SELECTION:
If you don't write the code to free the objects, then you are limiting the code to only being safe to use when you can depend on the memory being free'd by the process being closed ... i.e. small one-time use projects or "throw-away"[1] projects)... where you know when the process will end.

If you do write the code that free()s all your dynamically allocated memory, then you are future proofing the code and letting others use it in a larger project.

[1] regarding "throw-away" projects. Code used in "Throw-away" projects has a way of not being thrown away. Next thing you know ten years have passed and your "throw-away" code is still being used).

I heard a story about some guy who wrote some code just for fun to make his hardware work better. He said "just a hobby, won't be big and professional". Years later lots of people are using his "hobby" code.


Downvoted for "small projects". There are many large projects which very intentionally do not free memory on exit because it's a waste of time if you know your target platforms. IMO, a more accurate example would have been "isolated projects". E.g. if you're making a reusable library that will be included in other applications, there is no well-defined exit point so you shouldn't be leaking memory. For a standalone application, you will always know exactly when the process is ending and can make a conscious decision to offload cleanup to the OS (which has to do the checks either way).

LISTED RECORDS:
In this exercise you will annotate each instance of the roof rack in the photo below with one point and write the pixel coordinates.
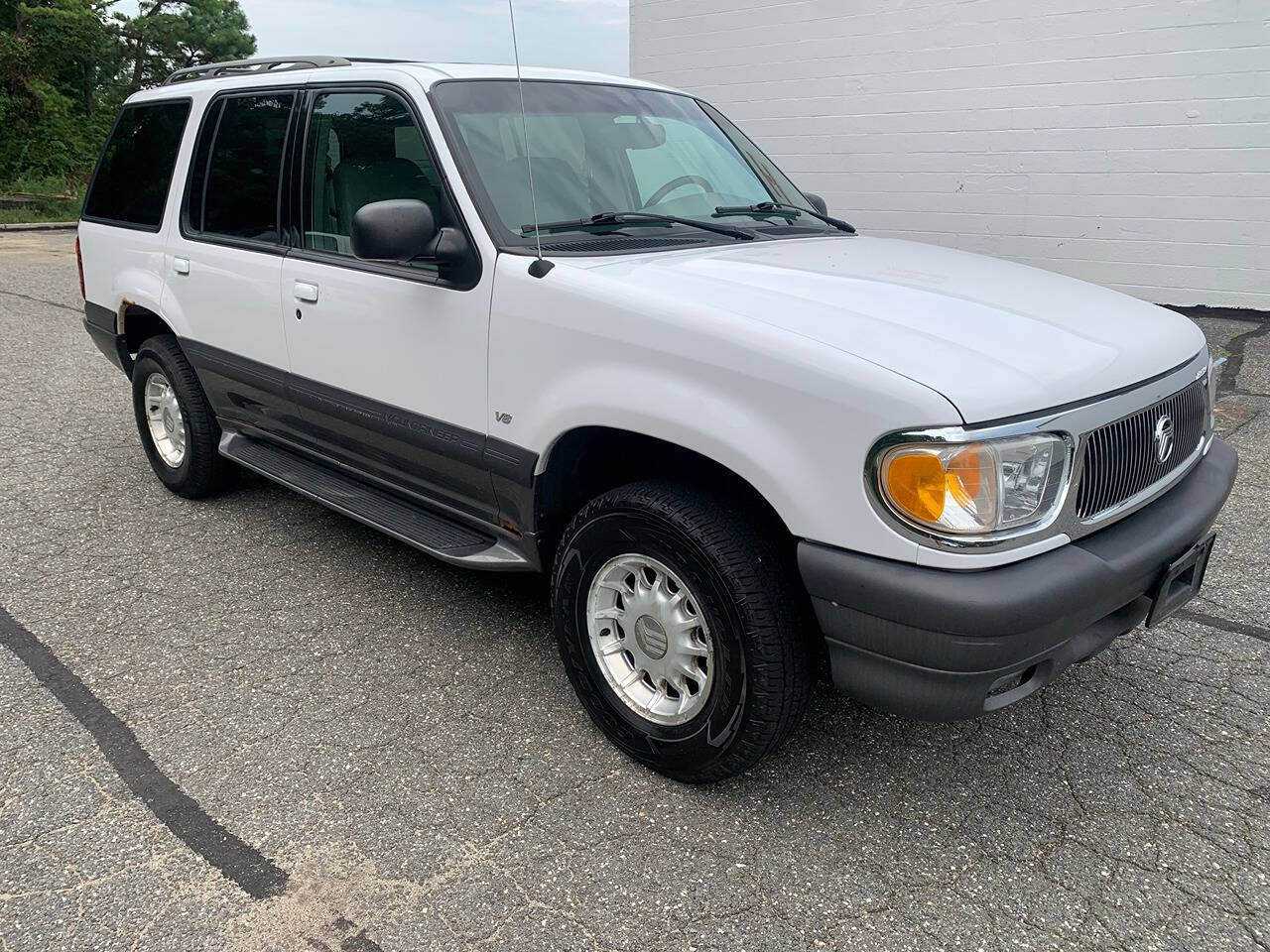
(250, 67)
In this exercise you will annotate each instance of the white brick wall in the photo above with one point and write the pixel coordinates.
(1121, 143)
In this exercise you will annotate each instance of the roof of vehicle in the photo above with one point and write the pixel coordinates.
(275, 71)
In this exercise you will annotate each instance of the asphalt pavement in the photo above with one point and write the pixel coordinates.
(252, 724)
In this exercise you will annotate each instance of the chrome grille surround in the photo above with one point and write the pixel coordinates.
(1078, 424)
(1121, 460)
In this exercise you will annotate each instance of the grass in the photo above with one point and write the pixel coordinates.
(58, 207)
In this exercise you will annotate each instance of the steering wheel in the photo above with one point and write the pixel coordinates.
(705, 184)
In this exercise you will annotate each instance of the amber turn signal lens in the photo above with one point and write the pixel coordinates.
(916, 484)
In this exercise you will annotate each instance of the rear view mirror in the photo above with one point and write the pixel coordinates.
(638, 132)
(398, 230)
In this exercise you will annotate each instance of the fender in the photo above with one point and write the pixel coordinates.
(790, 416)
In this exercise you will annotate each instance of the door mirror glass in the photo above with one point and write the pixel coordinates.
(398, 230)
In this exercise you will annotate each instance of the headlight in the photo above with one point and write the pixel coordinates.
(974, 489)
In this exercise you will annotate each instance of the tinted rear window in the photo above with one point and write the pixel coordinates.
(238, 168)
(132, 178)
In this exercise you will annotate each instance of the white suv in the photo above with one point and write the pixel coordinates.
(608, 339)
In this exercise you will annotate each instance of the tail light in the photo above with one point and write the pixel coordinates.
(79, 262)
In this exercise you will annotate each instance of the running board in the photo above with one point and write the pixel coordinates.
(426, 530)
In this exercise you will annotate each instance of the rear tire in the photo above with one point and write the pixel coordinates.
(178, 428)
(653, 569)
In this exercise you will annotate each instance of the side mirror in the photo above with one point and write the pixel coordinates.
(398, 230)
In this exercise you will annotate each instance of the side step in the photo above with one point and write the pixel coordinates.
(426, 530)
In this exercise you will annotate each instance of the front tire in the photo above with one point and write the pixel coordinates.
(178, 428)
(683, 629)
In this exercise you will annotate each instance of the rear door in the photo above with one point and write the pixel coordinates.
(225, 261)
(388, 361)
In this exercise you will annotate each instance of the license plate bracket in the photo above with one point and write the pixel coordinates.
(1180, 581)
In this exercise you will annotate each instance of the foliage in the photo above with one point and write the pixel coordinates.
(66, 66)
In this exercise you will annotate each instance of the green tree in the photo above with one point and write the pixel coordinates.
(66, 64)
(171, 35)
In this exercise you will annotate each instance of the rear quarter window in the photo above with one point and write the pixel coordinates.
(131, 182)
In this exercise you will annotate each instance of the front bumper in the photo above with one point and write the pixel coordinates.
(945, 645)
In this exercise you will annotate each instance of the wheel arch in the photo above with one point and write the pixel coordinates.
(589, 460)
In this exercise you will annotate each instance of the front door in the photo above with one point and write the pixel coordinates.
(389, 362)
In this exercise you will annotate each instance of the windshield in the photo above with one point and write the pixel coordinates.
(599, 149)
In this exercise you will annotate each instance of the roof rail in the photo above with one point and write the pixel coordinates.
(249, 67)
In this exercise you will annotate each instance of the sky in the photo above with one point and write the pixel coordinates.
(581, 35)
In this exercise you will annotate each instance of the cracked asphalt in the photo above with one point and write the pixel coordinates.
(398, 738)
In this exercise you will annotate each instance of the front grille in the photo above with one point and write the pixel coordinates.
(1121, 460)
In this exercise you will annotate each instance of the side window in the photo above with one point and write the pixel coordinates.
(131, 181)
(362, 148)
(238, 168)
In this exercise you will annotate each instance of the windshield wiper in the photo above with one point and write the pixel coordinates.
(785, 209)
(633, 218)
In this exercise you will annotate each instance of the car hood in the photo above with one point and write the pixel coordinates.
(994, 338)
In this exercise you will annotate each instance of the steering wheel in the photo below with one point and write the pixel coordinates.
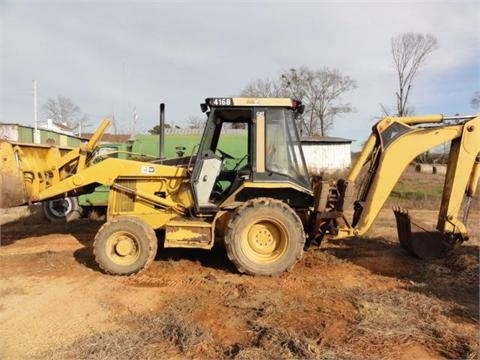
(225, 155)
(237, 165)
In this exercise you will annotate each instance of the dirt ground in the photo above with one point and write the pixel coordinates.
(363, 298)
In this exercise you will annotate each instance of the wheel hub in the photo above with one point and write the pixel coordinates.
(124, 246)
(262, 238)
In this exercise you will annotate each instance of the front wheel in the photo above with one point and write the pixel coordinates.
(264, 237)
(124, 246)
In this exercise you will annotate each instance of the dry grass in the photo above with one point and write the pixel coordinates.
(142, 336)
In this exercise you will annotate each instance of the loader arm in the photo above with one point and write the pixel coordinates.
(26, 170)
(392, 146)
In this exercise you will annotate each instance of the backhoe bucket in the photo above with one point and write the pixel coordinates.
(420, 239)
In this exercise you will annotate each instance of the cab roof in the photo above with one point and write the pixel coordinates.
(270, 102)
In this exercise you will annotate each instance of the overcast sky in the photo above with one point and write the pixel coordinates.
(110, 57)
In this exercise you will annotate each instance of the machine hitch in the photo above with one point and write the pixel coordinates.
(420, 239)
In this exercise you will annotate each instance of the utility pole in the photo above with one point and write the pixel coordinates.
(36, 132)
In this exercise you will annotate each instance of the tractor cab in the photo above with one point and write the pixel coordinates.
(250, 148)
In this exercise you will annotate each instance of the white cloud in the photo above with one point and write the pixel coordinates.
(111, 56)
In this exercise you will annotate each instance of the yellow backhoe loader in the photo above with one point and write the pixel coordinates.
(260, 202)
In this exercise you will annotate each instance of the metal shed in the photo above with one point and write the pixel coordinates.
(326, 154)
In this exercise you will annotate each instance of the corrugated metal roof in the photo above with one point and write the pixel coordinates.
(324, 140)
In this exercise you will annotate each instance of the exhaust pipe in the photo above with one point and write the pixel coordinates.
(161, 139)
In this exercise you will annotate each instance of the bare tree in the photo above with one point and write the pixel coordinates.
(475, 101)
(409, 52)
(64, 112)
(320, 91)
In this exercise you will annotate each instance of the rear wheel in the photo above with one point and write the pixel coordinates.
(124, 246)
(62, 210)
(264, 237)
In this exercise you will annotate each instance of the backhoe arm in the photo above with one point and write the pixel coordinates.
(392, 146)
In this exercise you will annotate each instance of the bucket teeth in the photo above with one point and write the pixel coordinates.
(420, 239)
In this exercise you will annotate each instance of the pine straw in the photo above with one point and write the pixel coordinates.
(406, 317)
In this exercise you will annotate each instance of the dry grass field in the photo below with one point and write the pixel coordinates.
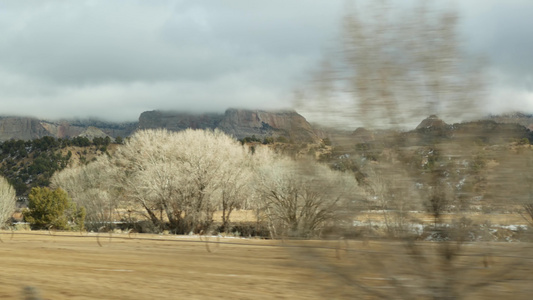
(67, 266)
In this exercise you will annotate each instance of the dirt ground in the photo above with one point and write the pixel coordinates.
(72, 266)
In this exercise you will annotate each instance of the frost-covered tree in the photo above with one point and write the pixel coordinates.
(182, 177)
(301, 198)
(7, 201)
(90, 186)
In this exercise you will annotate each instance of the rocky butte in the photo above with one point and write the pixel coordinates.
(239, 123)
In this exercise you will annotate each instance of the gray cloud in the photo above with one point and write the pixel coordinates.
(114, 59)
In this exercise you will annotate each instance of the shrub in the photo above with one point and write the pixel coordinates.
(53, 208)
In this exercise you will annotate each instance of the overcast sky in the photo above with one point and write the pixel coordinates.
(114, 59)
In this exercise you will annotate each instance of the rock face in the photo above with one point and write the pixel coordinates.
(21, 128)
(24, 128)
(91, 132)
(237, 122)
(176, 121)
(431, 122)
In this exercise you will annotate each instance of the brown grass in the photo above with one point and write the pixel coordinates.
(66, 266)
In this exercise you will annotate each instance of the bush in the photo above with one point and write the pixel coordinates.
(53, 209)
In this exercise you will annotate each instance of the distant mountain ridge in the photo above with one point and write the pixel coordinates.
(242, 123)
(239, 123)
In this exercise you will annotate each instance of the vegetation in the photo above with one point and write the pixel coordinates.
(49, 209)
(7, 201)
(28, 164)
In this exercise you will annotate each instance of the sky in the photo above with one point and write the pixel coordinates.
(114, 59)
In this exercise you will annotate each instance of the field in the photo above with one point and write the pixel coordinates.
(72, 266)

WORK TO BE COMPLETED: Rewrite the comment on freeing memory from "If you don't" to "still being used).", putting "program" wherever "process" appears.

RIGHT ANSWER:
If you don't write the code to free the objects, then you are limiting the code to only being safe to use when you can depend on the memory being free'd by the program being closed ... i.e. small one-time use projects or "throw-away"[1] projects)... where you know when the program will end.

If you do write the code that free()s all your dynamically allocated memory, then you are future proofing the code and letting others use it in a larger project.

[1] regarding "throw-away" projects. Code used in "Throw-away" projects has a way of not being thrown away. Next thing you know ten years have passed and your "throw-away" code is still being used).